As such, the establishment of the sovereign wealth fund is “relatively complex” and according to the ‘green’ paper, there can be substantial administrative costs. “If two completely separate funds are established, then this implies that there are two governance structures, two investment policies/investment mandates, two sets of accounts and two external audits. There would also need to be detailed rules for transferring money between the two funds and the National Budget.”

Moreover, it is felt that it would not be prudent to spread the limited expertise and experience in fund management in Guyana across two separate funds. The costs of managing two funds would be much higher than those of managing a single fund, the ‘green’ paper notes. “Overall, the Government considers that it is most efficient to have a single fund (the Natural Resource Fund). Both economic theory and case studies of Botswana, Norway and Timor-Leste demonstrate that a single fund can effectively achieve multiple objectives.”

The NRFA was established to effectively and efficiently and wisely manage natural resource wealth for the benefit of current and future generations by contributing to economic stabilisation, ensuring that volatility in natural resource revenues does not lead to volatile public spending and ensuring that natural resource revenues do not lead to a loss of economic competitiveness.

The withdrawals from the NRF will be deposited into the Consolidated Fund to form part of the financing streams for the annual budget, along with loans and tax and non-tax revenues. Government will then determine its development priorities, based on the costed Green State Development Strategy (GSDS), and the available income envelope which, from 2020, will consist of petroleum revenues, loans, grants, tax and non-tax revenues. Priority will be placed on catalytic investments to transform communities, regions and the country as a whole, within the context of the measureable targets, identified within the GSDS.

Information shown |
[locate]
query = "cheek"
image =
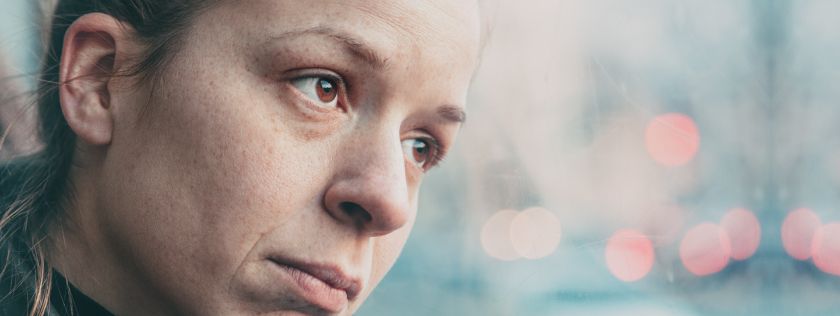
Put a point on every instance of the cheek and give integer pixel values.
(386, 250)
(193, 186)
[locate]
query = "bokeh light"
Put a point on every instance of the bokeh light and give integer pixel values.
(705, 249)
(495, 236)
(629, 255)
(825, 248)
(672, 139)
(535, 233)
(744, 232)
(798, 230)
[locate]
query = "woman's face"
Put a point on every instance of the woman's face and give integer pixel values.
(284, 136)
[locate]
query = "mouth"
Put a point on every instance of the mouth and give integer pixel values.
(322, 285)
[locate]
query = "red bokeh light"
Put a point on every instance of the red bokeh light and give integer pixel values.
(705, 249)
(825, 248)
(744, 232)
(797, 232)
(629, 255)
(672, 139)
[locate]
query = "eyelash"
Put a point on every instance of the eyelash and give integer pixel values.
(343, 87)
(439, 152)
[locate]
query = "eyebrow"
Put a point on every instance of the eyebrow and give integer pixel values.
(366, 53)
(452, 113)
(357, 46)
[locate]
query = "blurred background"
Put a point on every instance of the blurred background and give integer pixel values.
(650, 157)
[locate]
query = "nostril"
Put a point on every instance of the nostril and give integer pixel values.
(356, 212)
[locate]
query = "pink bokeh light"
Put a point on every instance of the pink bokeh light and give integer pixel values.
(705, 249)
(672, 139)
(629, 255)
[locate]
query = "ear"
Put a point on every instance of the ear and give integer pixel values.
(89, 60)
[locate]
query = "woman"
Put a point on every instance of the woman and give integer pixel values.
(231, 157)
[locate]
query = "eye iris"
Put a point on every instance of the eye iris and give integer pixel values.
(421, 152)
(326, 90)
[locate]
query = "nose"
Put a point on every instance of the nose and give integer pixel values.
(370, 191)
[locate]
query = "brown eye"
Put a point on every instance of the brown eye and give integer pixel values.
(420, 152)
(326, 90)
(322, 91)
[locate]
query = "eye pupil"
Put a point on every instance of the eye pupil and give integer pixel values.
(326, 90)
(421, 152)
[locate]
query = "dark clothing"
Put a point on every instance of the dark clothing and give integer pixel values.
(65, 299)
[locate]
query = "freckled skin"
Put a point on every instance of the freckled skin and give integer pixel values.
(229, 164)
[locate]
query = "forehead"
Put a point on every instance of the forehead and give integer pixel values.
(401, 29)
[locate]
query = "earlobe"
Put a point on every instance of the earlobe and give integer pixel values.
(87, 64)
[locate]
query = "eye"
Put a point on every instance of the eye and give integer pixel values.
(321, 90)
(422, 152)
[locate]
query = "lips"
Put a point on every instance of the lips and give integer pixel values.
(323, 285)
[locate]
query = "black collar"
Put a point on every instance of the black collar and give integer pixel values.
(67, 300)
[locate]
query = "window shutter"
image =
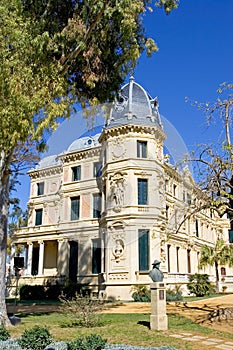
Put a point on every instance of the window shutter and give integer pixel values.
(96, 256)
(142, 192)
(75, 203)
(143, 247)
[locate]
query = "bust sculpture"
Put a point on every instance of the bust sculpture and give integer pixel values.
(156, 274)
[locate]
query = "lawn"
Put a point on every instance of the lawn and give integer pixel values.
(131, 329)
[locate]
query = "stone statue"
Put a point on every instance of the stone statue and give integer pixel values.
(156, 274)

Tasks |
**A.** Retype the stretch of the Natural Resource Fund passage from "The NRFA was" through "of economic competitiveness.".
**B.** In the Natural Resource Fund passage, which countries' case studies show that a single fund can achieve multiple objectives?
The rows were drawn from a separate source.

Exercise responses |
**A.**
The NRFA was established to effectively and efficiently and wisely manage natural resource wealth for the benefit of current and future generations by contributing to economic stabilisation, ensuring that volatility in natural resource revenues does not lead to volatile public spending and ensuring that natural resource revenues do not lead to a loss of economic competitiveness.

**B.** Botswana, Norway and Timor-Leste